● MATERIAL SHOWN:
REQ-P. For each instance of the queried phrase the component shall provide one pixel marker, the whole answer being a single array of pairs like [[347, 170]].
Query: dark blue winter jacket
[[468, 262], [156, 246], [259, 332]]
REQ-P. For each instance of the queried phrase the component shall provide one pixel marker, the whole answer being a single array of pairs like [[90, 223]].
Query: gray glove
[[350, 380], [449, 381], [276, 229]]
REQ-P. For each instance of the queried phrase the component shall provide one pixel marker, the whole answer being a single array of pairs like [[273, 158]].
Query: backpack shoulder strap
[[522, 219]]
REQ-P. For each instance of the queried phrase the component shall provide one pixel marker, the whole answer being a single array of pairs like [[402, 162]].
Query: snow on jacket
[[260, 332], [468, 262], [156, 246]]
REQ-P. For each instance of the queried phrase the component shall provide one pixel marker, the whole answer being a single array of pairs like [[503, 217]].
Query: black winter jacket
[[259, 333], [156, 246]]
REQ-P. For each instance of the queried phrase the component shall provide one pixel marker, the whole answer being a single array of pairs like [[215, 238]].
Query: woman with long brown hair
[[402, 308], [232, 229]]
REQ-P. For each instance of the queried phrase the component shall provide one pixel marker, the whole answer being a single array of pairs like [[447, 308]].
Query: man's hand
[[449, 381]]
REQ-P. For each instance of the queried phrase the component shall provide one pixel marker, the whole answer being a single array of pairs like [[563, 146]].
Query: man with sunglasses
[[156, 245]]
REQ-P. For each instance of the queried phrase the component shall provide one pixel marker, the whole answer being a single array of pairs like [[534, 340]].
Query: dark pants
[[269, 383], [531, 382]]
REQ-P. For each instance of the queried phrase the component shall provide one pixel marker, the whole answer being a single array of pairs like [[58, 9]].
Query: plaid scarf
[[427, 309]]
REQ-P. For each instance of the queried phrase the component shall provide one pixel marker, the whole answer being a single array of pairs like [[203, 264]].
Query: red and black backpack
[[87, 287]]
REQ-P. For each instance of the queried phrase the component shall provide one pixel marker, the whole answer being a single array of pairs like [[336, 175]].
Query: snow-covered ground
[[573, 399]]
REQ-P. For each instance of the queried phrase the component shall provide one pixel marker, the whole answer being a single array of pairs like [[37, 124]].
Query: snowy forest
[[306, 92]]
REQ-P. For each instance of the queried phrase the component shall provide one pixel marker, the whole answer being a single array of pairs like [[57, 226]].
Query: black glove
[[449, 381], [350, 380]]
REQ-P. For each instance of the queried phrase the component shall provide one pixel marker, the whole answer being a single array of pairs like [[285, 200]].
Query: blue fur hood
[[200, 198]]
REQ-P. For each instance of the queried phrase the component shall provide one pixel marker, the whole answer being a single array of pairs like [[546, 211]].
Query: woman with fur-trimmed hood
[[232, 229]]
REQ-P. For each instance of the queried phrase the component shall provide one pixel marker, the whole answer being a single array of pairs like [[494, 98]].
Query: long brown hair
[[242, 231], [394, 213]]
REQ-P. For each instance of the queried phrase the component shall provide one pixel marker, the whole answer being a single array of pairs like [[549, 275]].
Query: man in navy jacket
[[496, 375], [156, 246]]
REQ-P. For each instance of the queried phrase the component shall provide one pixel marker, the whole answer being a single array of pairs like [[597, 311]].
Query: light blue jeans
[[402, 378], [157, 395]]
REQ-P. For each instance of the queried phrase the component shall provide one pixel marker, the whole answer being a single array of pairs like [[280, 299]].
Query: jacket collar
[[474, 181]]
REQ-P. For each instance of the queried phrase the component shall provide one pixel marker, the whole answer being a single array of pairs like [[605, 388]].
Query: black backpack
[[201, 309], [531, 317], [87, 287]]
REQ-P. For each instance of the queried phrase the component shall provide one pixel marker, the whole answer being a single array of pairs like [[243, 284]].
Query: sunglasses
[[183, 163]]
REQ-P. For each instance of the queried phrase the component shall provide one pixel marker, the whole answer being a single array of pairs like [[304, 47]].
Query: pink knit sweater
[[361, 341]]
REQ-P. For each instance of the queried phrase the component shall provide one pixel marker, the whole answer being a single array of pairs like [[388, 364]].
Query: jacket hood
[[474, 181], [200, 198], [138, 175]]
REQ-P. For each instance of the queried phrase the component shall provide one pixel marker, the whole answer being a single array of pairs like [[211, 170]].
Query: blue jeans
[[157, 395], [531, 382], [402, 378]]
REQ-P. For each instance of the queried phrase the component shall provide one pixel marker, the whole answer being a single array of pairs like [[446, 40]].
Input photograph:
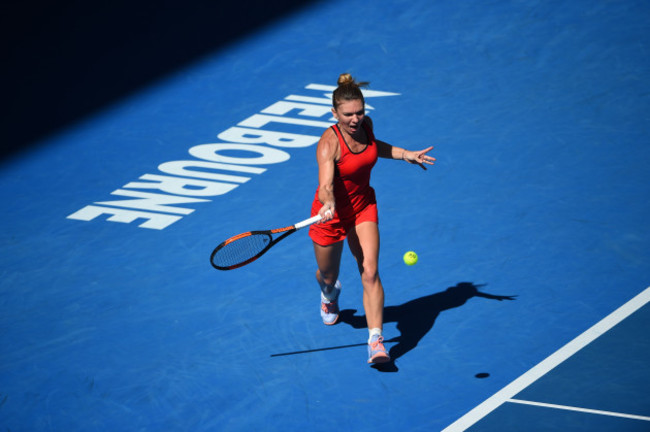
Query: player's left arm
[[388, 151]]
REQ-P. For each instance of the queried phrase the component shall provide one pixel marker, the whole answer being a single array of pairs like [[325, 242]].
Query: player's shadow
[[416, 318]]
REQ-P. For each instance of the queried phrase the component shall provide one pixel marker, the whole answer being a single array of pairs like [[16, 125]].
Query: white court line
[[546, 365], [584, 410]]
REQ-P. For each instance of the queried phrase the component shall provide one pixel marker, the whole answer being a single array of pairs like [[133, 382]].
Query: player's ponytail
[[348, 89]]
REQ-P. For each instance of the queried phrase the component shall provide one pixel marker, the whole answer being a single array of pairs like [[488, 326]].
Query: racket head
[[241, 249]]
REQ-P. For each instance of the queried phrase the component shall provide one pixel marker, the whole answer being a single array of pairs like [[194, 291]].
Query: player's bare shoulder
[[328, 146]]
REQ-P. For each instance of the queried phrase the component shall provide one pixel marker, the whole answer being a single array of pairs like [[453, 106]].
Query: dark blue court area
[[137, 138]]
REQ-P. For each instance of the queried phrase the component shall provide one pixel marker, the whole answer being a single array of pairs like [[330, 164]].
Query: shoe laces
[[378, 344], [330, 307]]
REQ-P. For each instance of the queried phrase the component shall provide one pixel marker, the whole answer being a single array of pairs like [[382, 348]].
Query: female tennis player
[[346, 154]]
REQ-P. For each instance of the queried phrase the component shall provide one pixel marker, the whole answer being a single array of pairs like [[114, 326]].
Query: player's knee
[[369, 275]]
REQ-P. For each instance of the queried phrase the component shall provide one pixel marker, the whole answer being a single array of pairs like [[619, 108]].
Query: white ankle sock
[[328, 291], [374, 332]]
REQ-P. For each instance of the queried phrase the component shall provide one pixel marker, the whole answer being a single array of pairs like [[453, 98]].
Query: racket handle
[[308, 222]]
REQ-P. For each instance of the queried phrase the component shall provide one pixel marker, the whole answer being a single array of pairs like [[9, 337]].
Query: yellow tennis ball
[[410, 258]]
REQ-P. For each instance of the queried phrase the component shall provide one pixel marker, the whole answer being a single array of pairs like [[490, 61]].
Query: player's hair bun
[[345, 79]]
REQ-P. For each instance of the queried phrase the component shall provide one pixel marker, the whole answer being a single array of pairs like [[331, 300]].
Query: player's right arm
[[327, 153]]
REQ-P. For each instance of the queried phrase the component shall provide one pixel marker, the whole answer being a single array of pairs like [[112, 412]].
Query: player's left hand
[[419, 157]]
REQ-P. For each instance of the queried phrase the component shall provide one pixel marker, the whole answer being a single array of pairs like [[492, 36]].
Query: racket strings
[[241, 250]]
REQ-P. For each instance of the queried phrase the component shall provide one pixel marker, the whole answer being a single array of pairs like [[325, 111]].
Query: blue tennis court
[[528, 307]]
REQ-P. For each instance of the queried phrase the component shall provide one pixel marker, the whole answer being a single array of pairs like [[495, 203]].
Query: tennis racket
[[245, 248]]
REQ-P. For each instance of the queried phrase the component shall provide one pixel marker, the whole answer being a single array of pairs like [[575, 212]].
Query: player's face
[[350, 115]]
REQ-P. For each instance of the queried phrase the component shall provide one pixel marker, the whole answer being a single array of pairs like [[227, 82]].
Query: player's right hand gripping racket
[[245, 248]]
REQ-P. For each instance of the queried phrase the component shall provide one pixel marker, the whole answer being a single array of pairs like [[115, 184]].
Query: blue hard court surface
[[531, 227]]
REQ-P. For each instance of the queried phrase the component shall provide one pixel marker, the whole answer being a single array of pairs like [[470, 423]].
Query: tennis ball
[[410, 258]]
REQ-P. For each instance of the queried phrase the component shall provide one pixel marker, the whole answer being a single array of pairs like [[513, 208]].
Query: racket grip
[[308, 222]]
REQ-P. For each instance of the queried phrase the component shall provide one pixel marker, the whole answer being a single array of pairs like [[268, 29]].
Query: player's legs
[[364, 245], [328, 259]]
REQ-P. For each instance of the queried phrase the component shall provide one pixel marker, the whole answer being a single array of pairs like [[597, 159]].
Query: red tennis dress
[[355, 198]]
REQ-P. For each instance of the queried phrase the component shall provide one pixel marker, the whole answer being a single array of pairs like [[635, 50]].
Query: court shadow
[[416, 318]]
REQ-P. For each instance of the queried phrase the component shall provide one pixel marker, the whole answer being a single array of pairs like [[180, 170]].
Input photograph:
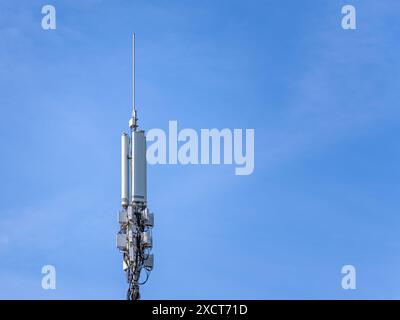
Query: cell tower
[[134, 239]]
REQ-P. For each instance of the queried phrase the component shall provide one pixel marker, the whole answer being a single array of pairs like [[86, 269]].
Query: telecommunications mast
[[134, 239]]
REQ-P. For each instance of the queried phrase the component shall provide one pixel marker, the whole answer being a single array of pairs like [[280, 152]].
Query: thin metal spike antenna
[[134, 238], [133, 123]]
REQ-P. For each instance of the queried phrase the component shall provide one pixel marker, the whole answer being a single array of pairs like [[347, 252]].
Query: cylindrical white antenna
[[124, 170]]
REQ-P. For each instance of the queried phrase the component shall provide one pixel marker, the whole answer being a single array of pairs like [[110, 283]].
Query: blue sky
[[323, 102]]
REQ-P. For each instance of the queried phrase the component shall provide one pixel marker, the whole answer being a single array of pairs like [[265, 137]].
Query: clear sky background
[[324, 103]]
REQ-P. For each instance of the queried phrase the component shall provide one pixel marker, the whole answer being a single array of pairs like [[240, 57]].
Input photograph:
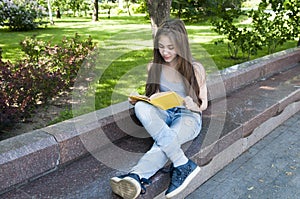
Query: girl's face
[[167, 49]]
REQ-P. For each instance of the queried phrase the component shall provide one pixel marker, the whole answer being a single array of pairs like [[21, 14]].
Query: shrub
[[44, 72], [21, 15]]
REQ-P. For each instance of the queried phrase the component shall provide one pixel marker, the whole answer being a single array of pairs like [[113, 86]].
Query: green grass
[[124, 47]]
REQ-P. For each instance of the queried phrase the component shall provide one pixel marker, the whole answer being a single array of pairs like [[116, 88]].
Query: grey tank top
[[166, 85]]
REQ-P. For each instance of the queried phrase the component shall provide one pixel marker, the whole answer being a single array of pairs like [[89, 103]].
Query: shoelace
[[179, 175], [144, 182]]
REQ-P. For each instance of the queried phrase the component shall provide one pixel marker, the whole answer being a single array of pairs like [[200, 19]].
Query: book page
[[163, 100]]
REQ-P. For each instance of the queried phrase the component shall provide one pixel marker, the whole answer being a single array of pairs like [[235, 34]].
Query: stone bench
[[246, 102]]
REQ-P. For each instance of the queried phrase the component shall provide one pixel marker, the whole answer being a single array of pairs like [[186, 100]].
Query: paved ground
[[268, 170]]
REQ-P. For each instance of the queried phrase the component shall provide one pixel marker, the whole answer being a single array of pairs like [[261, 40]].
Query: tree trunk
[[58, 15], [158, 11], [96, 11]]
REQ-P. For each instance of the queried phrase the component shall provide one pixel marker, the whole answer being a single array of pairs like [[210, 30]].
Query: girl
[[172, 69]]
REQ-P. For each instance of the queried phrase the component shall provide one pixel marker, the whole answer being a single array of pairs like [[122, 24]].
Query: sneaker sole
[[127, 187], [184, 184]]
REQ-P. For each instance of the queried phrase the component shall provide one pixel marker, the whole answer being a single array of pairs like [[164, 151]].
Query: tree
[[159, 11], [96, 11]]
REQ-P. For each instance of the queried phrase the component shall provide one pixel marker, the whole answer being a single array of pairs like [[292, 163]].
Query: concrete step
[[231, 125]]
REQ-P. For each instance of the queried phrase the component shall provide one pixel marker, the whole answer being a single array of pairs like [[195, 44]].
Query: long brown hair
[[176, 31]]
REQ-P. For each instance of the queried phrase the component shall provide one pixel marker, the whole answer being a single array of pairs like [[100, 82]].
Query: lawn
[[124, 47]]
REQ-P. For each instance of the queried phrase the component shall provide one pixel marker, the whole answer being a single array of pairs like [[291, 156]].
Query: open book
[[163, 100]]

● GIVEN TASK:
Reproduce the records starting at the line that contains "like [[382, 348]]." and ending at the line that contains "[[346, 154]]", substituting "coordinate point" for "pixel marker" and leaving all else unchanged.

● REPLY TO THE TASK:
REQ-P. For each instance of the queried phrase the component shall provide one coordinate point, the whole answer being a single array of pairs like [[382, 348]].
Query: female tennis player
[[346, 154]]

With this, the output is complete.